The "Arx Arnsburga", also called Arnesvelde castle, was built around the year 1200. Ruins of the castle are still visible in the Hagen forest to the south of the town. The town coat of arms shows the castle in the upper field. There are records of reeves based in the castle in 1295 and 1304. In 1326, Count John III of Schauenburg had his reeve relocated to Trittau and abandoned the castle.

===Modern period===
After the dissolution of the monasteries due to the Reformation, the whole area came into the possession of the king of Denmark. He rewarded his general Daniel Rantzau 1567 with lordship over these villages. His brother and heir Peter Rantzau built the Renaissance Ahrensburg Palace in the form of a water castle, now the symbol of the town, and the castle church around 1595. The construction of almshouses directly by the church was exemplary.

Data below.

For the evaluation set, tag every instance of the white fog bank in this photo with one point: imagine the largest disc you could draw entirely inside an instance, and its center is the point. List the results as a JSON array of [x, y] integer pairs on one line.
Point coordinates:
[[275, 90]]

Exercise requirements.
Can you proceed with the town history about Arnesvelde castle and Ahrensburg Palace, picking up right after its final sentence?

Answer area.
The "Ahrensburg Estate" belonged to the so-called Noble Estates, which possessed a large amount of freedom and self-administration.

The Rantzaus' estate was heavily indebted by the middle of the 18th century and, in 1759, was acquired by the businessman Heinrich Carl von Schimmelmann. Schimmelmann remodelled the castle and village in the baroque style and the current layout of the town reflects these plans.

On 7 June 1867 the estate village Woldenhorn became an independent Prussian country community and renamed itself Ahrensburg after a decision by the community council. It belonged to the "Amt Ahrensburg", from which the "amtsfreie" community once more seceded in 1912.

The construction of the railway between Hamburg and Lübeck in the year 1865 made Ahrensburg a popular destination for outings outside Hamburg and the number of inhabitants increased. By 1910, the population had reached 2,750. The incorporation of various surrounding communities in the year 1928 led to an increase in the town area to about 5 km^{2}.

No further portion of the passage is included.